Brano da leggere:
════════
I due dirigenti. Per quanto concerne Donato, il Tribunale evidenzia che questi non era titolare del potere di provvedere ad evadere le istanze presentate da Russo e che non risulta alcuna istanza della parte offesa assegnata al suo Ufficio sia in veste di dirigente titolare temporaneo del settore Urbanistica sia in caso di sostituzione del Vasta nei giorni in cui lo stesso era assente.

Per Vasta, poi, sia dalle dichiarazioni di Callipo e del teste De Pietra, nonché dal contenuto delle intercettazioni di comunicazioni telefoniche tra il dirigente stesso e l’ex sindaco, appare “non sussistente la prova della volontà di non rispondere a Russo, soprattutto, perché ciò era impossibile per l’ingente mole di lavoro presente presso l’Ufficio Urbanistica del Comune, se si considera poi che Vasta non era dipendente a tempo pieno presso detto ente, bensì vi prestava servizio solo 12 ore settimanali suddivise in due giorni lavorativi”.
════════
Requisiti dell'esercizio:
1: Secondo il brano sul procedimento relativo ai due dirigenti, per quante ore settimanali Vasta prestava servizio presso il Comune?
2: Prosegua il brano sul procedimento relativo ai due dirigenti comunali, partendo dopo l'ultima frase riportata.
I dati che seguono il brano non hanno alcun legame con esso.
════════
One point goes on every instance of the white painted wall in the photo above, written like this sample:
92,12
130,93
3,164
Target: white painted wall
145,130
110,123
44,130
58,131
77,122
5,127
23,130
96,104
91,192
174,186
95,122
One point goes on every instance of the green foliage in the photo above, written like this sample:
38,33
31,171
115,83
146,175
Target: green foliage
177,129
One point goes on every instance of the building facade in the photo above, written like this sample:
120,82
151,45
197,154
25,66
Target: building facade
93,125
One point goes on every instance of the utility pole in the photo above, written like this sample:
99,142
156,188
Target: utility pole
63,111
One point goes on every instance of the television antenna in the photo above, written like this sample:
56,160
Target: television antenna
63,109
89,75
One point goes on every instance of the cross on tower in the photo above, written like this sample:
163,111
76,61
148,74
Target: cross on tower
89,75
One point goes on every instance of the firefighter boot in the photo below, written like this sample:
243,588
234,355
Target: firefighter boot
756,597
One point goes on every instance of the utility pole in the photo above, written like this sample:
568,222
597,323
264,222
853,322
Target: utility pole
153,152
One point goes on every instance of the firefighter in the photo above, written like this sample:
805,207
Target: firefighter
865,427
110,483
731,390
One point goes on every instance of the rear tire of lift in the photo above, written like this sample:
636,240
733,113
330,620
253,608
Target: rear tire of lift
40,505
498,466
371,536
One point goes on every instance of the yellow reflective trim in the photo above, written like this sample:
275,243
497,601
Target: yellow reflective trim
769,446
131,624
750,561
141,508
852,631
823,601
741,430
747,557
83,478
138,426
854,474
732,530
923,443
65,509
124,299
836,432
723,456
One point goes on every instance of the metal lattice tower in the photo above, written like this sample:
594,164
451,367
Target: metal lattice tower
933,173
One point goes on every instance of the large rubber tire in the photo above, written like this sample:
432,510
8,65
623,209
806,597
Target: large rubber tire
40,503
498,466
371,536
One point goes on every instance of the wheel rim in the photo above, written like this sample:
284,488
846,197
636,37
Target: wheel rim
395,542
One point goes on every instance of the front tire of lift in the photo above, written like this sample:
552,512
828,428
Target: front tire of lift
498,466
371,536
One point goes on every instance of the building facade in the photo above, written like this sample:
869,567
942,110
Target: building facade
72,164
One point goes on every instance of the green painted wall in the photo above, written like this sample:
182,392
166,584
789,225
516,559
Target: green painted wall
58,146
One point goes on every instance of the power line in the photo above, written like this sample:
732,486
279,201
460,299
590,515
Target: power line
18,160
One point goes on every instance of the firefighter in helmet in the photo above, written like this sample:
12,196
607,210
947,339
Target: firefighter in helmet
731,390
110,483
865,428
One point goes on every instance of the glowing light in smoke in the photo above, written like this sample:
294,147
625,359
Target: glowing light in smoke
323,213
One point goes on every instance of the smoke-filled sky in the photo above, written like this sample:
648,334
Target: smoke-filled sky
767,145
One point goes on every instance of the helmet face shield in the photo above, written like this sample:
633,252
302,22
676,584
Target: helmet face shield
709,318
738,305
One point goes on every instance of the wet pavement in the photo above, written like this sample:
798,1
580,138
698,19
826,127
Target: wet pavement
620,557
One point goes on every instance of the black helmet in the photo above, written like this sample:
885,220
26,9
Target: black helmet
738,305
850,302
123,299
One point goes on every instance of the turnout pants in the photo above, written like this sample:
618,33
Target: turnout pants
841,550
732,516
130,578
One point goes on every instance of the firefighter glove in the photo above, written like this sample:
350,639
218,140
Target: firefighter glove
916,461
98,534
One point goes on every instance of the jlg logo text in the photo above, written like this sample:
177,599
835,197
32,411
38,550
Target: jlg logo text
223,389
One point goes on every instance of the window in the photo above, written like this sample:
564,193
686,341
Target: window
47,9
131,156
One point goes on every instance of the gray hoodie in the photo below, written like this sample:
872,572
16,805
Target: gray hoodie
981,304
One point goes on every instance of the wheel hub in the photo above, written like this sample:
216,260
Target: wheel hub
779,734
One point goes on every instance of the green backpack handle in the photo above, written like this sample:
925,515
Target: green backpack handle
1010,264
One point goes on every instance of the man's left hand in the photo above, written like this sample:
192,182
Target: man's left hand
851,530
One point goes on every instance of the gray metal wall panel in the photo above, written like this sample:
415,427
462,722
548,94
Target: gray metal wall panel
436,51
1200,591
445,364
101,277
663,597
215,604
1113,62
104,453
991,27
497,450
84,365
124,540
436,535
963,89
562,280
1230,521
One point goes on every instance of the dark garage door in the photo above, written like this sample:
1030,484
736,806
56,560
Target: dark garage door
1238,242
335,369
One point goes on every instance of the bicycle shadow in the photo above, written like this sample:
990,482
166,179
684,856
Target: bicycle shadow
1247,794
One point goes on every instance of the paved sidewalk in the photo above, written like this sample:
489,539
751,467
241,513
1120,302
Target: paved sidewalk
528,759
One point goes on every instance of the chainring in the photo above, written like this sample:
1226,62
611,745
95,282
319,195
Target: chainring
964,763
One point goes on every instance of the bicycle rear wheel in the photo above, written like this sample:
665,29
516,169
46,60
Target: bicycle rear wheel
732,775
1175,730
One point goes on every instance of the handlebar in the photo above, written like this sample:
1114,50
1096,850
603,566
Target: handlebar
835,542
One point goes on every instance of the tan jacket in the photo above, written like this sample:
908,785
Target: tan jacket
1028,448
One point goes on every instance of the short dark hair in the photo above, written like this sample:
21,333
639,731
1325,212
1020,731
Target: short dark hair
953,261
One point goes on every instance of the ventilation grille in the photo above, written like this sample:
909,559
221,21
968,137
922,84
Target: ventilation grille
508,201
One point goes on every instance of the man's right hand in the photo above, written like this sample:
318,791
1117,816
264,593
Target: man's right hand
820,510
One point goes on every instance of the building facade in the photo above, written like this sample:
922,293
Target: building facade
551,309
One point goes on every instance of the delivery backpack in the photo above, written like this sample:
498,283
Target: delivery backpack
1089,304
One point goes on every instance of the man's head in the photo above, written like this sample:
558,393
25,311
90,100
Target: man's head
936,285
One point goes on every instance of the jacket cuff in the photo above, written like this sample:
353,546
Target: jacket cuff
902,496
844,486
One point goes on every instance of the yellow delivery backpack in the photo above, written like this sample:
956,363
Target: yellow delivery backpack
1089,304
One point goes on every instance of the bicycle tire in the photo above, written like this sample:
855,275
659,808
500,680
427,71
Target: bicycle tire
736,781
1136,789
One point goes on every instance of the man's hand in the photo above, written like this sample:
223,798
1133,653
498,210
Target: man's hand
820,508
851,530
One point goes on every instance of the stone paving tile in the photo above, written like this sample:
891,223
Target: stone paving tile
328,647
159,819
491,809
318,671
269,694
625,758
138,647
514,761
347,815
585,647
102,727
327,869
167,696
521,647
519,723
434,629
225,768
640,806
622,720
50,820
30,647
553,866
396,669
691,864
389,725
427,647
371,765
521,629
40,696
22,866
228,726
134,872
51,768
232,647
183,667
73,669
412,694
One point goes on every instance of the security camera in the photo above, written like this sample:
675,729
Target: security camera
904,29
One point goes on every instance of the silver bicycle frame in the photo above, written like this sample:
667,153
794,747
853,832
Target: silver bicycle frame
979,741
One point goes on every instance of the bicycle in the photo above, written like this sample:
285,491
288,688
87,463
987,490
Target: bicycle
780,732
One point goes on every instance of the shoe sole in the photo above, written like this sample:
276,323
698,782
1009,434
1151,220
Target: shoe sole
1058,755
════════
Risultati:
1: Dodici ore settimanali, suddivise in due giorni lavorativi.

2:
Vicenda Maden. Anche in questo caso non è stata raggiunta la prova dell’abuso d’ufficio contestati in concorso a Callipo e Vasta consistita nel procurare un ingiusto vantaggio patrimoniale a Dora Jutta Maden, amministratrice unica e legale rappresentante della società “Piccolo Grande Hotel srl” sita a Pizzo, consistente nel rilascio cli una concessione demaniale cli una porzione di spiaggia, in assenza di un provvedimento formale e senza ricorrere al modello tipico, attraverso una procedura amministrativa illegittima: “In realtà – scrivono i giudici – l’istruttoria dibattimentale ha smentito la ricostruzione soprattutto in termini fattuali della condotta contestata, considerato che i fatti si sono svolti diversamente, per come emerso dall’esame dell’imputato Callipo le cui dichiarazioni sono state pienamente confermate dalla produzione documentale acquisita al processo”.